Categorie M2. Chemische en fysieke manipulatie gaat over het rommelen met een urine- of bloedmonster voor, tijdens of na de dopingcontrole. Het doel hiervan is om niet positief te testen. Deze methoden zijn zowel binnen als buiten wedstrijdverband verboden.
Chemische manipulatie is bijvoorbeeld het toevoegen van stoffen aan de urine om aanwezigheid van dopingstoffen te verbergen. Het toevoegen van stoffen aan de urine zorgt naast de afbraak van dopingstoffen ook voor de afbraak van lichaamseigen afbraakstoffen. Afwezigheid van deze stoffen kan dus wijzen op chemische manipulatie.
Voorbeelden van fysieke manipulatie zijn het inbrengen van een infuus om het bloed te verdunnen, de samenstelling te veranderen of het afgeven van oude of andermans urine door katheterisatie. Katheterisatie is het inbrengen van een buisje in het urinekanaal om urine uit de blaas te laten weglopen. Heeft de sporter in een eerder stadium een katheter ingebracht en schone of andermans urine in de eigen blaas gebracht, dan zal deze urine tijdens de dopingcontrole weer tevoorschijn komen. Ook het openmaken van de flesjes waarin urinemonsters zitten is fysieke manipulatie.

> OPDRACHT A: Vervang "dopingstoffen" door "verboden middelen" in de tekst over manipulatie bij dopingcontroles. Geef het stuk opnieuw weer vanaf de woorden "Chemische manipulatie is" tot en met "op chemische manipulatie.".
> OPDRACHT B: Ga verder met de tekst over manipulatie bij dopingcontroles, vanaf het punt waar die ophoudt.

> VERZAMELDE GEGEVENS:
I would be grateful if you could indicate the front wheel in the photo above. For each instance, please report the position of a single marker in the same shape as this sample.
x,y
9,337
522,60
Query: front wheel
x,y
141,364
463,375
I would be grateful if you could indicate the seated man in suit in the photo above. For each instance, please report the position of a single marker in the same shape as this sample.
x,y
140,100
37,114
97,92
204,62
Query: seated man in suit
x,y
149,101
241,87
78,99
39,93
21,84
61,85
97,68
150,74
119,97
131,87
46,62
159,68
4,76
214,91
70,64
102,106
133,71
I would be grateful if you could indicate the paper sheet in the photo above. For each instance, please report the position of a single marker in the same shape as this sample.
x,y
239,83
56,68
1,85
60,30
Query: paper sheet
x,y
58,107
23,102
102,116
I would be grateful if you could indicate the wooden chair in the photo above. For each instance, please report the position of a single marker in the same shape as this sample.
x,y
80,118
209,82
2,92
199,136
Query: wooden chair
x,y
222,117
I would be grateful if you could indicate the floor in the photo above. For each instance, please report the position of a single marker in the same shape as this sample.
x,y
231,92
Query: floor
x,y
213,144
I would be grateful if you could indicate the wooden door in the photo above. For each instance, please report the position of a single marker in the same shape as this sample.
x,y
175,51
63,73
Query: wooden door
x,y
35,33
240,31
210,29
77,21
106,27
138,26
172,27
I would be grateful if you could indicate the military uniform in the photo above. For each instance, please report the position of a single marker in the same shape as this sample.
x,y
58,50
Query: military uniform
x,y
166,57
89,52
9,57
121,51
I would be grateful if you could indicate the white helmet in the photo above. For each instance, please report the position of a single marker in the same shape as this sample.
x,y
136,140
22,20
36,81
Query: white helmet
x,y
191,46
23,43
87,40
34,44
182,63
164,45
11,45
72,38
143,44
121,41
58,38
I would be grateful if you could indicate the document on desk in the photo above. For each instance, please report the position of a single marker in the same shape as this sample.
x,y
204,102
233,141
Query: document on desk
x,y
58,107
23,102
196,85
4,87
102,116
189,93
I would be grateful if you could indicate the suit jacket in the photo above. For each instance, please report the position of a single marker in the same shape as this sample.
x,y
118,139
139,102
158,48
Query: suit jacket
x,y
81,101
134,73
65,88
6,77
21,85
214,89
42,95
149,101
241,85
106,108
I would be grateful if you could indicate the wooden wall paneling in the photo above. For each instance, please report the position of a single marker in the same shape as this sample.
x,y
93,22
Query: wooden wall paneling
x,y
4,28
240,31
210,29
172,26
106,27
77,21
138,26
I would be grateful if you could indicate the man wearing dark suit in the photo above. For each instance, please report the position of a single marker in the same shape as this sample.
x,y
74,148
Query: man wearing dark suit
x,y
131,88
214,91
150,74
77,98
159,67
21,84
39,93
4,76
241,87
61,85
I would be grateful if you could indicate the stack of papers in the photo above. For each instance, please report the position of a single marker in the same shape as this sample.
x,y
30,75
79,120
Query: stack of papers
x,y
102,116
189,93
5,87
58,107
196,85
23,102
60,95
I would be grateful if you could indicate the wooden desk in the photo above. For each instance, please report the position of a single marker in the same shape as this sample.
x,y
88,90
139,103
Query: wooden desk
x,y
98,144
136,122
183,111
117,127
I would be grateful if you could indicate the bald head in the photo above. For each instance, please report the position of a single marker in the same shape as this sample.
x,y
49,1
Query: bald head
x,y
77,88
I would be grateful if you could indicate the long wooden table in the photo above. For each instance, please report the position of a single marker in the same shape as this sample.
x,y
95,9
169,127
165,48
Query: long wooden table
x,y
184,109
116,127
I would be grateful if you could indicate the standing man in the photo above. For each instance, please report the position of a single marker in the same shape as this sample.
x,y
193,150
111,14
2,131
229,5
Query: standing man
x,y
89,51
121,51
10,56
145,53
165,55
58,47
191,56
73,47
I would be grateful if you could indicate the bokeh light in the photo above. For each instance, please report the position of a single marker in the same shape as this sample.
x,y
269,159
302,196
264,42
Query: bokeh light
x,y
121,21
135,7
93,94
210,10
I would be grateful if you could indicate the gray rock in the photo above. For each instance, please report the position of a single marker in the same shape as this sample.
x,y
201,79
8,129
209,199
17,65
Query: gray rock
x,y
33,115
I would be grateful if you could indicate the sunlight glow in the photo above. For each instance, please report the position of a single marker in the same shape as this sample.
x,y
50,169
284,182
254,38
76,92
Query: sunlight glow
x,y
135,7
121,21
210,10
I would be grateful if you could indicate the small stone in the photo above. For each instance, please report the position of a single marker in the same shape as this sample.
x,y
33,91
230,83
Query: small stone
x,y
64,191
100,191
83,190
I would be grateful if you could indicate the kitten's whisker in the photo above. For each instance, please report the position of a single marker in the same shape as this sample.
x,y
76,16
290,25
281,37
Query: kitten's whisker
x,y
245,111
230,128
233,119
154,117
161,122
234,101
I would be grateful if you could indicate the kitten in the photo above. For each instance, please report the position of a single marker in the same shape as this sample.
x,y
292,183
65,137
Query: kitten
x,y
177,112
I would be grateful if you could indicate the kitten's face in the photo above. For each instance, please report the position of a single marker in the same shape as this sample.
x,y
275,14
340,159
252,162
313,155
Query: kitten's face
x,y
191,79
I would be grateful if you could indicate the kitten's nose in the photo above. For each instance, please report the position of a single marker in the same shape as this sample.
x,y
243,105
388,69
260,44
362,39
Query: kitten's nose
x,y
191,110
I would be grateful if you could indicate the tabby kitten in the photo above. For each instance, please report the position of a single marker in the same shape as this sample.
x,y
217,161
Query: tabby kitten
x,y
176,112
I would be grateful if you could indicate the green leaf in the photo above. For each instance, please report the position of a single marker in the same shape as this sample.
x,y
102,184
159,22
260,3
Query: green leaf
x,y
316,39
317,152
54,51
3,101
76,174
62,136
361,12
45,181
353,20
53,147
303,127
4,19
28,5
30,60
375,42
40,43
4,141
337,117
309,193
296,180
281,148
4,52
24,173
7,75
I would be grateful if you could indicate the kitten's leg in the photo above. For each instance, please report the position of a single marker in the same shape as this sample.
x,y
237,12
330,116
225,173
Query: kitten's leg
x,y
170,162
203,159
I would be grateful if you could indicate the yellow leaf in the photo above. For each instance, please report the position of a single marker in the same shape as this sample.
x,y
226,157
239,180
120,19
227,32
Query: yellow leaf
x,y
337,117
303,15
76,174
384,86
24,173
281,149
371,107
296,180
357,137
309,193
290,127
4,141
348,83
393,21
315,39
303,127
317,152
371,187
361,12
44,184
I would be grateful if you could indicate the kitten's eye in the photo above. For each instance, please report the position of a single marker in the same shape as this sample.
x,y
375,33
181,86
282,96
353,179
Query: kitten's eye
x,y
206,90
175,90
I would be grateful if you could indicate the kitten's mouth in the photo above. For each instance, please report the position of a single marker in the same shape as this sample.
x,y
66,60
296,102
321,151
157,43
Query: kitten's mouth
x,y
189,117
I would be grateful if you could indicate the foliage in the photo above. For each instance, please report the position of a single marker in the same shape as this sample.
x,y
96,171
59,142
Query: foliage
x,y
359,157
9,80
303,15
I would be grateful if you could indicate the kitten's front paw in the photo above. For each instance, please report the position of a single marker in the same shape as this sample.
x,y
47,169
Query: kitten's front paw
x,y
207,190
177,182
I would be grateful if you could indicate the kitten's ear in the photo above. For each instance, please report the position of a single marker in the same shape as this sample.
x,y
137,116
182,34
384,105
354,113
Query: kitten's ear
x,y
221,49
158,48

> GESCHREVEN ANTWOORD A:
Chemische manipulatie is bijvoorbeeld het toevoegen van stoffen aan de urine om aanwezigheid van verboden middelen te verbergen. Het toevoegen van stoffen aan de urine zorgt naast de afbraak van verboden middelen ook voor de afbraak van lichaamseigen afbraakstoffen. Afwezigheid van deze stoffen kan dus wijzen op chemische manipulatie.

> GESCHREVEN ANTWOORD B:
De sporter kan ‘schone’ urine in een reservoirtje opslaan en deze via de Whizzinator afstaan voor de dopingcontroleprocedure.
Bij katheterisatie kunnen er problemen optreden, zoals beschadigingen van de plasbuis en blaasontsteking. En een infuus kan leiden tot infecties als de naald niet steriel is.